─── Excerpt provided ───

Smith ’69, Purdue ’75. Anarchist; agnostic. Writer. Steward of the Pascal Emory house, an 1871 Second-Empire Victorian; of Sylvie, a 1974 Mercedes-Benz 450SL; and of Taz, a purebred Cockador who sets the standard for her breed. Happy enough for the present in Massachusetts, but always looking East.

Tuesday, June 13, 2006

Bad Old Days

I've just finished my latest article for the YMCA, all about the Summer Teen Employment Program. The Director, Melany LaRoe, enthused in an interview about what a great opportunity it was for 16-year-olds. For most of them, this would be their first job. The staff was so supportive...so enthusiastic. They'll have a week of orientation, keep journals, discuss their problems in weekly meetings.

That got me to thinking about my first job. My mother sent me to work in a garment factory, to teach me, she said, what happens to people who drop out of school.

Fat chance of that! I've never met anyone, before or since, who liked school as much as I did. But I was excited to have a real job. I can remember begging to work on the tobacco farms, riding on the back of a truck with the Puerto Rican kids. The girls stooped all day, picking fat white worms off the tobacco plants and dropping them in a jar of kerosene.

The garment factory wasn't much better. My mother was one of three foremen there, and cut me no slack. I had the first operation: ticketing.

─── Dataset content ───

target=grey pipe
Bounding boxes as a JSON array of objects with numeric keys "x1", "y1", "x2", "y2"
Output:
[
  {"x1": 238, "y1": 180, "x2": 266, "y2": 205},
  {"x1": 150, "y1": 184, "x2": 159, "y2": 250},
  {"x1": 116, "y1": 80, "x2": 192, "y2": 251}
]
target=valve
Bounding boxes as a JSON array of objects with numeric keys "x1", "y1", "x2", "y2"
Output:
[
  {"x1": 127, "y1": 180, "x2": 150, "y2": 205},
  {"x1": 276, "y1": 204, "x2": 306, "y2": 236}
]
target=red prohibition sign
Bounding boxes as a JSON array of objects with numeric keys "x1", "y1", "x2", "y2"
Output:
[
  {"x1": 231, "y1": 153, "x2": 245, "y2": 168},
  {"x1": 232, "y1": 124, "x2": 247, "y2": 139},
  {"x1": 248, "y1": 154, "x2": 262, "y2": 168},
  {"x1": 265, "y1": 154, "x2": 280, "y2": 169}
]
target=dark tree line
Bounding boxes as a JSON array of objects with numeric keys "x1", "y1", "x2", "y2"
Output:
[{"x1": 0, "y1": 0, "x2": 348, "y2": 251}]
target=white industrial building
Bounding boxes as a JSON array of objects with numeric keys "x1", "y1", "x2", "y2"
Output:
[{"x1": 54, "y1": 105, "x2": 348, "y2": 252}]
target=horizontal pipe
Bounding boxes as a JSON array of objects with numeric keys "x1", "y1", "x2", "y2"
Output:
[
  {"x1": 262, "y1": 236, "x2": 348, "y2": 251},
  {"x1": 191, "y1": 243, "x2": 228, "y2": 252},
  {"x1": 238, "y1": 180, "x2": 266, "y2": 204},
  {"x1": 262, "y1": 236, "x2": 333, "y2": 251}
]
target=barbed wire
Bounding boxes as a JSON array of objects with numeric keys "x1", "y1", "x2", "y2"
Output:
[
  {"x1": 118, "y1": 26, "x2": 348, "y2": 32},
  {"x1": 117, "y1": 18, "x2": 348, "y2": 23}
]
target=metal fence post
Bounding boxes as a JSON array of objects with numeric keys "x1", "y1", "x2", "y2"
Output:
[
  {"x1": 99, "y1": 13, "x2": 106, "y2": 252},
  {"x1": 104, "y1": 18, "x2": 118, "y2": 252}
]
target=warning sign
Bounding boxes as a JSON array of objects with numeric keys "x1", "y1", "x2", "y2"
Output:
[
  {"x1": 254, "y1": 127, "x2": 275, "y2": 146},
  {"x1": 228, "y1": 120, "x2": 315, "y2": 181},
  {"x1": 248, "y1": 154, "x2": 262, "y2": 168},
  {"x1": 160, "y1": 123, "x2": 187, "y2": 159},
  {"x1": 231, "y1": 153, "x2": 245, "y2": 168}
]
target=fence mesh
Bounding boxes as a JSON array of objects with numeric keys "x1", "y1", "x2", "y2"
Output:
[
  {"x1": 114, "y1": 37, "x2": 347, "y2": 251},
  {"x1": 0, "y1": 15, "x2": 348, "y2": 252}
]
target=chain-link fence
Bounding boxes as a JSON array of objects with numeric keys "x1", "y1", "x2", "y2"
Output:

───

■ Written exercise 1:
In the blog post about first jobs, what three things does the writer say they are a steward of?
■ Written exercise 2:
Write the next few paragraphs of the blog post about first jobs, picking up right after its last sentence.
None of the data shown here matters for this work.

■ Written response 1:
- The Pascal Emory house, an 1871 Second-Empire Victorian
- Sylvie, a 1974 Mercedes-Benz 450SL
- Taz, a purebred Cockador

■ Written response 2:
Bobbie Fashions didn't cut out the fabric. They received giant shipments of all the pieces for each contract they won. Backs...sleeves...facings. Each piece in the huge bundles had to be numbered consecutively before the bundles were untied. A checker at the end of the line made sure all the tickets on each finished garment bore the same number. That ensured that the pieces had remained in order, and that dye lots were not mixed.

In the summer, garment factories make winter clothes. That summer, Bobbie Fashions had contracts mostly with the manufacturer of plus-sized women's coats. The bundles were heavy and unwieldy; the wool was scratchy. The un-airconditioned factory was not called a "sweatshop" for nothing.

I could've run the ticketing machine while seated on a stool, but my mother thought that would make me look too lazy. So I had to stand all day. The wool lint tickled my throat and made me itch. The first day, I coughed and rubbed my face constantly. A kind lady advised me to chew gum, and gave me a pack.

The next morning, my jaw was sore from chewing, and my face was red and raw from scratching. I abandoned the makeup and the white cotton bermuda shorts. I put on my oldest clothes, and slathered my face with Vaseline to shield it from the lint.

A guy named Mitch, the owner's wife, and my mother were the three foremen. The women who did the piecework were mostly immigrants, Italian and Puerto Rican. Many spoke no English. When Mitch or the boss's wife would hand them a defective garment and tell them to redo it, they would look blank and shrug. Somehow, they had no trouble understanding my mother's requests. She treated them with respect, saying she could never do their jobs half so fast or well. And so they treated her with respect.

Bobbie Fashions is long gone, but the building remains. It's in the South End of Springfield, only a few minutes from where I live. It's an office building now, carefully renovated. Air conditioning units protrude from the windows.

Most of the manufacturing jobs are gone from this area, replaced by service industries. Somewhere in China is my successor, bent over a ticketing machine, coughing and rubbing her jaw. I must remember that the next time I put on a winter coat.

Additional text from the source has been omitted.